● **Request a**:
According to the passage on the Virginia Governor's Mansion, who designed the building?

The Virginia Governor's Mansion, better known as the Executive Mansion, is located in Richmond, Virginia on Capitol Square and serves as the official residence of the Governor of the Commonwealth of Virginia. Designed by Alexander Parris, it is the oldest occupied governor's mansion in the United States. It has served as the home of Virginia governors and their families since 1813. This mansion is both a Virginia and a National Historic Landmark, and has had a successive number of renovations and expansions over the 20th century. During the Civil War, it was a center of leadership because Richmond was the second capital of the Confederate States of America and Virginia's statehouse held offices for the Confederacy. Adjacent and immediately north of Capitol Square is the Court End neighborhood, which houses the White House of the Confederacy.

Contents

History

When Richmond became the capital of Virginia in 1779, there was no residence for the governor, but Thomas Jefferson rented one. The state was so poor that they could not pay the rent in time, so they blamed Jefferson for the problem. The state finally paid off their rent and built a residence for the governor on the site of the present building.

The law that provided the construction of the current building was signed on February 13, 1811, by James Monroe. Monroe's term ended and he was succeeded by George William Smith. Smith, however, was not the first governor to live in the mansion because he lost his life in the burning of the Richmond Theatre saving others December 26, 1811[3]. His successor, James Barbour, was the first governor to live in the mansion. The term "mansion" was not used in the law that it was erected from, but it has been used ever since.

During the Administration of Governor James S. Gilmore III the Mansion was renovated and expanded in an effort to restore the home to its historical appearance, but also to bring the Mansion into compliance with the Americans with Disabilities Act and provide additional living space for the First Family.

● **Request b**:
Pull out every line in the listing below that contains the string "side".

● **Provided entries**:
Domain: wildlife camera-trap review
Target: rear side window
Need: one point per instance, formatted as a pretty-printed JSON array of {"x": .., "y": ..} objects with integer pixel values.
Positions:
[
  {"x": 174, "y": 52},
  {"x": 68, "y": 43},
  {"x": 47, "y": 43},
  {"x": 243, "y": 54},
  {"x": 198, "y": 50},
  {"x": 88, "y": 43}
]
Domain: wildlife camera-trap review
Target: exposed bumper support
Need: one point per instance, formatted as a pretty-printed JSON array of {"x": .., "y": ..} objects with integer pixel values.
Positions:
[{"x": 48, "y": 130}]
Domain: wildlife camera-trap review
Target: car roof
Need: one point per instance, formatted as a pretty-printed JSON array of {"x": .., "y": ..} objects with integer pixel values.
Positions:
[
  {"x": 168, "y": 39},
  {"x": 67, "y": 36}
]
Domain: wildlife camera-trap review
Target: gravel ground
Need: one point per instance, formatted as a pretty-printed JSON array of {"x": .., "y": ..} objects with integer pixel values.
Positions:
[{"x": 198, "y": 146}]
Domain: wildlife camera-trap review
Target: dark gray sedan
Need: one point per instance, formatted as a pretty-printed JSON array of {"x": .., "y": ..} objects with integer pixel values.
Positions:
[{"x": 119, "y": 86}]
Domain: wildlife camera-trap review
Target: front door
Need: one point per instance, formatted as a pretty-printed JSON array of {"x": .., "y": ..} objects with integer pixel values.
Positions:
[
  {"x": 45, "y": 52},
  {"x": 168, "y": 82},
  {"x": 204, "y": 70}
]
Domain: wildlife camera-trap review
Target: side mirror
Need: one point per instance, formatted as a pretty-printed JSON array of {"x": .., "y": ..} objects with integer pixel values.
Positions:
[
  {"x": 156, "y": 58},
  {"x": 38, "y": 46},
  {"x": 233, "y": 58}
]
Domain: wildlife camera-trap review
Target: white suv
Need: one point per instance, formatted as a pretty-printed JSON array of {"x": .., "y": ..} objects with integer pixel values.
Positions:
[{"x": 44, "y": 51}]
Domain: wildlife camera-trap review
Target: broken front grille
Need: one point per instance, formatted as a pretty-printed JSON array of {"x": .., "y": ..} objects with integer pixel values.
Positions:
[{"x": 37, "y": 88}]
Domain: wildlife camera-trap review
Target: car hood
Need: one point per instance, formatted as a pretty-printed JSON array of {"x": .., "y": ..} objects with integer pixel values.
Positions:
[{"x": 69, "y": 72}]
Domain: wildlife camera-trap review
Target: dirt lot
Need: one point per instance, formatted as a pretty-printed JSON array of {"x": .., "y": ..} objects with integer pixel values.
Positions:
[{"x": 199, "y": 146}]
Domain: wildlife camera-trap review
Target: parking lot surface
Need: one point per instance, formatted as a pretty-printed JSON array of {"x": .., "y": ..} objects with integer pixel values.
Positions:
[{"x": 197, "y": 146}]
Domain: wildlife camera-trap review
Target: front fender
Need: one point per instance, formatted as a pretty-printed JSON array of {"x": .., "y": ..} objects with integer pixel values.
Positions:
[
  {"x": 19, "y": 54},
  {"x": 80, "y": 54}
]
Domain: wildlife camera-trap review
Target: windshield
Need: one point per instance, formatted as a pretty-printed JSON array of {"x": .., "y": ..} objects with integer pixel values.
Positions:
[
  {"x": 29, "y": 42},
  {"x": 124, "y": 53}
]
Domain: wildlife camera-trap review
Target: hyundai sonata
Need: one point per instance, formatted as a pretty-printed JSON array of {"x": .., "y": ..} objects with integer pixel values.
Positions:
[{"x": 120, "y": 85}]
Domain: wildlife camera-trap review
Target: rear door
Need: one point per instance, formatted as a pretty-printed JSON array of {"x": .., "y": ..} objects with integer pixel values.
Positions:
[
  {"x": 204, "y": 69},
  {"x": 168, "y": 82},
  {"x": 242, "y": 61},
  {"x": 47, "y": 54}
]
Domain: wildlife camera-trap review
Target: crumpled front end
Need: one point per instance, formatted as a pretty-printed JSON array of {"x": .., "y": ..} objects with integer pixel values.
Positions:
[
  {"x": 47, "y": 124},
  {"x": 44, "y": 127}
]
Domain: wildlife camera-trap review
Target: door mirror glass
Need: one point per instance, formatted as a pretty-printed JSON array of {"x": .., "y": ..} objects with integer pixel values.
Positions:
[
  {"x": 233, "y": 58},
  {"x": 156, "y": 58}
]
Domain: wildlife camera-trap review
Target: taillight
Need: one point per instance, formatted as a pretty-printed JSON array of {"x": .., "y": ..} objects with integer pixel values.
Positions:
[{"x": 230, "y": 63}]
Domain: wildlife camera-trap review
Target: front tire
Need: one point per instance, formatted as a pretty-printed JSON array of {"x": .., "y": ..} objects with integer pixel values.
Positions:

● **Complete answer a**:
Alexander Parris designed it.

● **Complete answer b**:
Target: rear side window
Target: side mirror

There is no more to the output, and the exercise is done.